DIRECTIONS FOR THIS TASK: Below are the records. Restate word for word every line from the one that contains "Could you please indicate the light" through the final line, both included.

TASK MATERIAL:
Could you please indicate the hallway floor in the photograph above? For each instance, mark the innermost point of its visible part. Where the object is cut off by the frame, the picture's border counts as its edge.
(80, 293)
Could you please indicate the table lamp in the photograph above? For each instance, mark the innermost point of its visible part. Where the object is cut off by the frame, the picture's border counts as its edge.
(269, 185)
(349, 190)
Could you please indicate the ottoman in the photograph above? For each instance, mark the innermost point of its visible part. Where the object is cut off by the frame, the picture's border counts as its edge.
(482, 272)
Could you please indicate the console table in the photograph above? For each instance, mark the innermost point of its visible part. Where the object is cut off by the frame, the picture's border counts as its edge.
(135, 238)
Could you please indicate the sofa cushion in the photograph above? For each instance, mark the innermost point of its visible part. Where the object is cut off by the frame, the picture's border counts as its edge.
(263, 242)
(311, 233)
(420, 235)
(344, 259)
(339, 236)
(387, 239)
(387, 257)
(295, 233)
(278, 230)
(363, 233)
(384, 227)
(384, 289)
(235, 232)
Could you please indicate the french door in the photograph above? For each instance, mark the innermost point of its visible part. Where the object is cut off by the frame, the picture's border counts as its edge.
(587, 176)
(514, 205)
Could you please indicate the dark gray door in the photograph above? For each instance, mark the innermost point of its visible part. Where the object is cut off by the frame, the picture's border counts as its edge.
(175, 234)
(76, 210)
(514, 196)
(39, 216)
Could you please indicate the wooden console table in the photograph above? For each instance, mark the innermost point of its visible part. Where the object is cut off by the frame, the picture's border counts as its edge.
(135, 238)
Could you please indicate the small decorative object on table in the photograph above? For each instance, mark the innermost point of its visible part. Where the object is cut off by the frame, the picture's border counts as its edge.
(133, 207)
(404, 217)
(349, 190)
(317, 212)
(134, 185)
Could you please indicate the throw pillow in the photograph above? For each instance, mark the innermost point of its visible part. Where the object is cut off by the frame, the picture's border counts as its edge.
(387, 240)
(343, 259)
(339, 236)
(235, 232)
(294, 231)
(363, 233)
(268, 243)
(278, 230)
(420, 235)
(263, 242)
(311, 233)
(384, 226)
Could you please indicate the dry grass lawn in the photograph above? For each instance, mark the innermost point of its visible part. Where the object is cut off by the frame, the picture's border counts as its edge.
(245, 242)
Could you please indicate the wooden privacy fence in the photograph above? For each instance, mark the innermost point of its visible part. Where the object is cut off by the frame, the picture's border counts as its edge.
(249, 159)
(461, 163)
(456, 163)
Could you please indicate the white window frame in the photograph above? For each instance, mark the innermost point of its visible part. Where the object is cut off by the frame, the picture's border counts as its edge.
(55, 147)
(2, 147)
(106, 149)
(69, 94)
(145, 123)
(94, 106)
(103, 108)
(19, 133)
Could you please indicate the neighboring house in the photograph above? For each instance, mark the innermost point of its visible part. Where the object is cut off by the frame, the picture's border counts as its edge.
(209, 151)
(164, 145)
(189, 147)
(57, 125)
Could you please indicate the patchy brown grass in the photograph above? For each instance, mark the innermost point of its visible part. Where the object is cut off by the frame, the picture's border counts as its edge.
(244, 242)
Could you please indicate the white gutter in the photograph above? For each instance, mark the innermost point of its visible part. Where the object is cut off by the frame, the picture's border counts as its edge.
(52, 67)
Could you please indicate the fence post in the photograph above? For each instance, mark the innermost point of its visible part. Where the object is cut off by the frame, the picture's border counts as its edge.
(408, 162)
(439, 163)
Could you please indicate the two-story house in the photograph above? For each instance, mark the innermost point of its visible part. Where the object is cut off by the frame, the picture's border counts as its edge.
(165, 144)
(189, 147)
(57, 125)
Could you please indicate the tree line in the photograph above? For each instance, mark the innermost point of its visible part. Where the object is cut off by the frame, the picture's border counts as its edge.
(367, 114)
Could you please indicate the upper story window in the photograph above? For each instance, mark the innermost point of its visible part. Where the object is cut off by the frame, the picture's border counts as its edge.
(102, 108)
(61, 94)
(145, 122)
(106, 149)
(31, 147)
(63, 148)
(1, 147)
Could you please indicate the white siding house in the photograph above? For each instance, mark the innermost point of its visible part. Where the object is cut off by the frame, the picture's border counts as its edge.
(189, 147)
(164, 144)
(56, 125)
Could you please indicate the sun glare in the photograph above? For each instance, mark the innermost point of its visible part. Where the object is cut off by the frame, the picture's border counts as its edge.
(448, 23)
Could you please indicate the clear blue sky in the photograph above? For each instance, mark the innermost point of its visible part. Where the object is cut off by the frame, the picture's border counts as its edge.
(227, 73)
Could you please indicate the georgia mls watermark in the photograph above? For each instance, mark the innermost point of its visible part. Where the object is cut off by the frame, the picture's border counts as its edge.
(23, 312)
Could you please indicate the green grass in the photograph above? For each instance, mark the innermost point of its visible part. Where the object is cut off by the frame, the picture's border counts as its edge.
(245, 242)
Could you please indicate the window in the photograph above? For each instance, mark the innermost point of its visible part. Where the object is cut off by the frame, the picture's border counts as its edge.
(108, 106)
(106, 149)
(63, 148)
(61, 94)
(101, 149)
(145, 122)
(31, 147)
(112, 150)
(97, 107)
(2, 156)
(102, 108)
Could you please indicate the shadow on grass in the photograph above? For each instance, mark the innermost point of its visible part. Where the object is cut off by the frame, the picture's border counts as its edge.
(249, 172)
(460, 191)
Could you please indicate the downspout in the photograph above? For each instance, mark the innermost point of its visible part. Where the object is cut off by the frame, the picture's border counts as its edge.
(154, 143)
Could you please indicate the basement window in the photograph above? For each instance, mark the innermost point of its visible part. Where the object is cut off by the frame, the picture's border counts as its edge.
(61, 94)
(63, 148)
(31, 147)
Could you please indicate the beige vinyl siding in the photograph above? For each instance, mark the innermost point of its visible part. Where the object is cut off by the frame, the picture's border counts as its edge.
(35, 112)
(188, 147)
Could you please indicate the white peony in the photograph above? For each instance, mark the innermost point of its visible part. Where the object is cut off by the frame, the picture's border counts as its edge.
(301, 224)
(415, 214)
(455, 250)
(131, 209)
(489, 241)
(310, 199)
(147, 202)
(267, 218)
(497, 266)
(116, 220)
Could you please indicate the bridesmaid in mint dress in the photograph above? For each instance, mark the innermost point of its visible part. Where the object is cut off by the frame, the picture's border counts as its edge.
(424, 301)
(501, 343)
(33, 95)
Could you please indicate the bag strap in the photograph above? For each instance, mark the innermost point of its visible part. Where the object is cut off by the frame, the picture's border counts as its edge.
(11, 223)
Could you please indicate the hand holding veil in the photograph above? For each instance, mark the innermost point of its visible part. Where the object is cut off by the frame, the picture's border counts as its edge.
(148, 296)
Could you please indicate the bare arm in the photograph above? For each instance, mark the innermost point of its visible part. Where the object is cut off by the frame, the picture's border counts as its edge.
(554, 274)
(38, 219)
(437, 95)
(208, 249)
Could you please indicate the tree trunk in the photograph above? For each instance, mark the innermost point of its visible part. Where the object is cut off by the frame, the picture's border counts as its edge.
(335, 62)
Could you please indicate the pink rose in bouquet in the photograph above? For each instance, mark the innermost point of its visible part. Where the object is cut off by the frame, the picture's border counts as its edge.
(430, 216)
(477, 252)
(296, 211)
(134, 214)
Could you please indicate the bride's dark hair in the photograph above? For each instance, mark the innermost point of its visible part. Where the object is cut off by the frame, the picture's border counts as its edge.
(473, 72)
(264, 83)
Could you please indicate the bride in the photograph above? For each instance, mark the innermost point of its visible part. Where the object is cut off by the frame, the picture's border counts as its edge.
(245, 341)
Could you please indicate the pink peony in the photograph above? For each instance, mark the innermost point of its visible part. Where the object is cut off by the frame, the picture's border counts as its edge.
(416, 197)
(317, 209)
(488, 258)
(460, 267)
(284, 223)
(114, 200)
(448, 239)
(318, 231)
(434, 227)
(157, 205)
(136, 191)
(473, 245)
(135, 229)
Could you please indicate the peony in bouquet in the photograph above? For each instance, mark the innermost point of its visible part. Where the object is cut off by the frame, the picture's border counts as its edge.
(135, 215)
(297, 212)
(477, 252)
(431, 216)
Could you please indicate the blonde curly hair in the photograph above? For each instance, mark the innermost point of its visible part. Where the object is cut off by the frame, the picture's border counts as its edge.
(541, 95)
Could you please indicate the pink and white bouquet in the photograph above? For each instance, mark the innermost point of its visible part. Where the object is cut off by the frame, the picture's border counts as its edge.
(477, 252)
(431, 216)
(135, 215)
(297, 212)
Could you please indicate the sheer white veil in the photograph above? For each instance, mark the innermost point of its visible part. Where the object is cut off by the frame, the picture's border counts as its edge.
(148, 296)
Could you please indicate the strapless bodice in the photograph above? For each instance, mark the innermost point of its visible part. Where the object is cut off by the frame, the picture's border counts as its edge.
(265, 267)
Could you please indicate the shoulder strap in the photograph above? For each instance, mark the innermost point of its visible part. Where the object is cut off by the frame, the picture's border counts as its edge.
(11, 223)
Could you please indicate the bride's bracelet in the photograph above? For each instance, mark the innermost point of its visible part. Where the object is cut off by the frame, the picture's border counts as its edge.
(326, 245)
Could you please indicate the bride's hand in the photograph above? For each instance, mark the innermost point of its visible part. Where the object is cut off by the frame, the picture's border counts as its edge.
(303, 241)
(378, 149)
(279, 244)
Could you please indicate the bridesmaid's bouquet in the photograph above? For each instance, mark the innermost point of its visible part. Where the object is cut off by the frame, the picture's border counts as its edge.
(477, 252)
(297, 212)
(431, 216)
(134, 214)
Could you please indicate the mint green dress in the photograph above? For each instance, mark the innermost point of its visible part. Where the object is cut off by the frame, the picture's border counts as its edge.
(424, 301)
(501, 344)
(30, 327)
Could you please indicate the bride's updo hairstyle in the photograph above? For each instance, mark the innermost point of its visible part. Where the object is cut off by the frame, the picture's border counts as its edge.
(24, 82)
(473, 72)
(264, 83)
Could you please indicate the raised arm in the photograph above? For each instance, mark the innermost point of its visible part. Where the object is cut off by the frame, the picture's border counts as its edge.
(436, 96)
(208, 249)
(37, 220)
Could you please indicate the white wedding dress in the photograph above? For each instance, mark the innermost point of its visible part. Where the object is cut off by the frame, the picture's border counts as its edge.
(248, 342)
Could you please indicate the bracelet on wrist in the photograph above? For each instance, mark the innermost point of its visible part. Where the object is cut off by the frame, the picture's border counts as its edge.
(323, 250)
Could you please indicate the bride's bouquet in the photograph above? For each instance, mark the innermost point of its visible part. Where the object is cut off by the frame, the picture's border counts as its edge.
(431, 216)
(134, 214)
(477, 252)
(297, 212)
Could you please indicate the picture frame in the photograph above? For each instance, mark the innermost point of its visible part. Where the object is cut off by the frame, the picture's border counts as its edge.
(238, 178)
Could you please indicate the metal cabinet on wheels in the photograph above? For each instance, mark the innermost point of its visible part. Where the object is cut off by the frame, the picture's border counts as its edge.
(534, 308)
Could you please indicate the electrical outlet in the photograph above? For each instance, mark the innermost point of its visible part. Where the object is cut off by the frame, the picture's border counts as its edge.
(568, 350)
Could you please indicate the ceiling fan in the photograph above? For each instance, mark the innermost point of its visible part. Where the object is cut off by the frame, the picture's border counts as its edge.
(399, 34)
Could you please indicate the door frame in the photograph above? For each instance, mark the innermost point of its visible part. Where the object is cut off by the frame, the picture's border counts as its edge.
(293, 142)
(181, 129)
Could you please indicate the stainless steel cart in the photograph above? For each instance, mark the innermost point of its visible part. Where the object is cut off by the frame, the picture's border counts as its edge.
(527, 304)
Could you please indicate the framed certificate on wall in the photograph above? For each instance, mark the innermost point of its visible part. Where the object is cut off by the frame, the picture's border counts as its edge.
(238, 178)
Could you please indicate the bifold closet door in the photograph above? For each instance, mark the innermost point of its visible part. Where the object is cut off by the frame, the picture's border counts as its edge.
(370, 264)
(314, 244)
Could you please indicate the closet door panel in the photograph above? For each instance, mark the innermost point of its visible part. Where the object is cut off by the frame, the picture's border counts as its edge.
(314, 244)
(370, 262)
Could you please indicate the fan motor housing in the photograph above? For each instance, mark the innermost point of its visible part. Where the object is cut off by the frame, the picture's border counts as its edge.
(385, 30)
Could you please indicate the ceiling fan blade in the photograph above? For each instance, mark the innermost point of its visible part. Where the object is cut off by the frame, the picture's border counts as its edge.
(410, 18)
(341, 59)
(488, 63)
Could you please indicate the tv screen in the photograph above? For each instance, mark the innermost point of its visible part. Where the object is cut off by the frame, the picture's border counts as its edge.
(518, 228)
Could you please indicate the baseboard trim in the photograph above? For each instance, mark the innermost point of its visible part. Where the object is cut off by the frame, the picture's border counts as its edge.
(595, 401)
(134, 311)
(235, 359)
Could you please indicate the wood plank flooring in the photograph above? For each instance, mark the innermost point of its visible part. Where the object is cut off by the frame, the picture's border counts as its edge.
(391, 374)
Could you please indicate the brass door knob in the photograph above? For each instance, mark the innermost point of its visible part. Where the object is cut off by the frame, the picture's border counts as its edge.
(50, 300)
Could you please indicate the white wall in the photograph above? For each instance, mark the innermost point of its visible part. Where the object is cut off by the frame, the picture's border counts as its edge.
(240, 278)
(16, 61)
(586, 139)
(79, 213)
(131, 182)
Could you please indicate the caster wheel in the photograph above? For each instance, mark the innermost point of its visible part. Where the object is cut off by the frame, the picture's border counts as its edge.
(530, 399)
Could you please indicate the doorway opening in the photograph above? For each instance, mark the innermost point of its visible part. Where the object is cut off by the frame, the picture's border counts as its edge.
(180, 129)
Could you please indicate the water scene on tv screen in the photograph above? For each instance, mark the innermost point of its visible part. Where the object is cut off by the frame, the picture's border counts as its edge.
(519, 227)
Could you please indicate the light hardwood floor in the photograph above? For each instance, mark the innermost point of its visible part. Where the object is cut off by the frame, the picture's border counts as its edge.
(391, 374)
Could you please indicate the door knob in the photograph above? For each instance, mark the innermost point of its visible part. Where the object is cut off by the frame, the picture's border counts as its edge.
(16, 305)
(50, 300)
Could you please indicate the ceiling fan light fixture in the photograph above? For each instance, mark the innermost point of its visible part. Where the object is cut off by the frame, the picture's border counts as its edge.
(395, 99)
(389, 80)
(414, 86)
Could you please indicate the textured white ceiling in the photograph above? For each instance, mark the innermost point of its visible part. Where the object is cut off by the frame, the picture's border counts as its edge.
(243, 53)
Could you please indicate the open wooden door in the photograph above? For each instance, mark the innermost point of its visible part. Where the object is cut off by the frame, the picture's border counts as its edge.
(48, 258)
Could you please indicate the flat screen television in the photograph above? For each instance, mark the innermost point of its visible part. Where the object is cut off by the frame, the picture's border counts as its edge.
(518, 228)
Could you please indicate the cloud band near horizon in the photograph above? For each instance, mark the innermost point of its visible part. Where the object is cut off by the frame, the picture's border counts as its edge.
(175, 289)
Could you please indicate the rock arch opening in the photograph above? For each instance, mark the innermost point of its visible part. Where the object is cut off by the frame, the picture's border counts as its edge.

COMPLETED TASK:
Could you please indicate the light hardwood floor in the photograph above? For each instance, mark the innermost point of its visible part. Where the object is cut off by the frame, the picture's border counts as its edge.
(391, 374)
Could you please indicate the door knob in the photograph above? For each instance, mark the innermost point of its visible part. Where the object is cut off by the frame, the picture's border counts as its edge.
(16, 305)
(50, 300)
Could you please indicate the ceiling fan light fixture in the photograph above? For each instance, mark the innermost point of its visible part. Where the object is cut off by the frame, the picture's border counts as its edge.
(395, 99)
(389, 80)
(414, 86)
Could you please indicate the textured white ceiling in the photograph above? For each instance, mark the innermost point of its visible part. Where the object is cut off by the frame, the picture's border counts as its edge.
(243, 53)
Could you please indicate the open wooden door in the photograph above? For each instance, mark the innermost point of its visible part. Where the object is cut off by the frame, the picture's border counts as its edge.
(48, 258)
Could you please indicate the flat screen television in the photograph above? For each instance, mark the innermost point of its visible part. Where the object is cut off by the frame, the picture's border counts as its edge.
(518, 228)
Could you please indicate the cloud band near horizon in the photograph above? For each instance, mark the innermost point of its visible part. Where the object is cut off by the frame, the picture's border counts as its edge.
(175, 289)
Could you please indicate the rock arch opening in the photograph above? For each instance, mark the innermost point of its visible part. Where the object is cut off by the frame, the picture's border counts as its edge.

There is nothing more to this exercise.